Excerpt >>
# muskegon,



## Big Brown (Sep 18, 2007)

TC I have to agree with you. I have no problem with him on the river either. seems I run into him everytime I fish the MO and he has always been courteous. My point is his reports are too descriptive for peak times in the season and this is bringing in guys by the hundreds. Never thought I'd see the MO turn into a 6th St or Tippy Dam.


----------



## thousandcasts (Jan 22, 2002)

> The best steelheaders that I know will tell most people that did not catch anything for the day, even if that person just watched them land one.LOL


What I hate is when you're down low in a river and fishing a spot that everybody passes by, and your bobber drops just as some boat is passing by and you've said, "haven't touched a thing all morning." Meanwhile, Mr. Fish is down there chomping away and you're forcing yourself not to set the hook and give it away. :yikes::lol:

Alpha...have you ran into those idiots on the lower Mo that just buzz up and down river and marking on a GPS where ever they see someone fishing?


----------



## ausable_steelhead (Sep 30, 2002)

> Alpha...have you ran into those idiots on the lower Mo that just buzz up and down river and marking on a GPS where ever they see someone fishing?


Wow...that is truly pathetic.....


----------



## thousandcasts (Jan 22, 2002)

ausable_steelhead said:


> Wow...that is truly pathetic.....


And pathetically true, unfortuneately.


----------



## Fishbone (Oct 10, 2008)

Alpha Buck said:


> Yeah, when you spoon feed people how to, when, and where on the internet this is what you get. It seems more people are finally starting to realize this but it might just be too late for a chance at any kind of solitude on some of these rivers. I love it when guys post how to catch the fish but do not give the reports, and then cry when the river or pier is too packed. If you spoon feed a million readers only on how to do it odds are some of them will find the area you are fishing anyways, and within a year the stretch that used to be very lightly fished will be full of waders or boaters. Sure you might be a so called "sportsman" for giving this info out but at what cost.

Data >>
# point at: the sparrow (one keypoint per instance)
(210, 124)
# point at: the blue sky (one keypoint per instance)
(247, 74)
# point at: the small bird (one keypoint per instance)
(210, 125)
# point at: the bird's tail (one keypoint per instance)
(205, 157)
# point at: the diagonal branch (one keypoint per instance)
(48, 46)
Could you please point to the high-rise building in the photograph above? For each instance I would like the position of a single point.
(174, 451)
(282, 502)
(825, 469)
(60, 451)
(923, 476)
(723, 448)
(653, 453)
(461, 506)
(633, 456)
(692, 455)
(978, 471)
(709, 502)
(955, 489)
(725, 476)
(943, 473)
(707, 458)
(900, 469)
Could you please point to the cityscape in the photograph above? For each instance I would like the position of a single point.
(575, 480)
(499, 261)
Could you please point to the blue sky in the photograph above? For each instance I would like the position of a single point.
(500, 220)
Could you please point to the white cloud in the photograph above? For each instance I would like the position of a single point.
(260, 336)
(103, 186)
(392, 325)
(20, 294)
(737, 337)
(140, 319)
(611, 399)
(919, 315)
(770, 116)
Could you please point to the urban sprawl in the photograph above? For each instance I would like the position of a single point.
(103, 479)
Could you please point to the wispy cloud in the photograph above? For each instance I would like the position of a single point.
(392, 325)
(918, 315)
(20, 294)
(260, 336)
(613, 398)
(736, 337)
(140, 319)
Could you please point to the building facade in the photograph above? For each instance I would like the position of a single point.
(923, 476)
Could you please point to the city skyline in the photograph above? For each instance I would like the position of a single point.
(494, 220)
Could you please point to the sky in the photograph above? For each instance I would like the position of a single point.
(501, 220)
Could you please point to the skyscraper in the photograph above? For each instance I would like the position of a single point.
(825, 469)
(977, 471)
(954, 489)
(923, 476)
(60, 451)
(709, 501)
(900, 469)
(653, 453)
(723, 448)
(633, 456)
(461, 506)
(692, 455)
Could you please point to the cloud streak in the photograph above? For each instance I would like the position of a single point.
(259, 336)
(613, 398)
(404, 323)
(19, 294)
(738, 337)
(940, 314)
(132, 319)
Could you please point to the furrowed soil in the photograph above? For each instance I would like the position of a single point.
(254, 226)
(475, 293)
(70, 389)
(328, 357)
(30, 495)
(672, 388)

Challenge >> From the Muskegon fishing thread above, reproduce the passage between "TC I have to" and "or Tippy Dam.", inclusive.

Answer to this exercise >>
TC I have to agree with you. I have no problem with him on the river either. seems I run into him everytime I fish the MO and he has always been courteous. My point is his reports are too descriptive for peak times in the season and this is bringing in guys by the hundreds. Never thought I'd see the MO turn into a 6th St or Tippy Dam.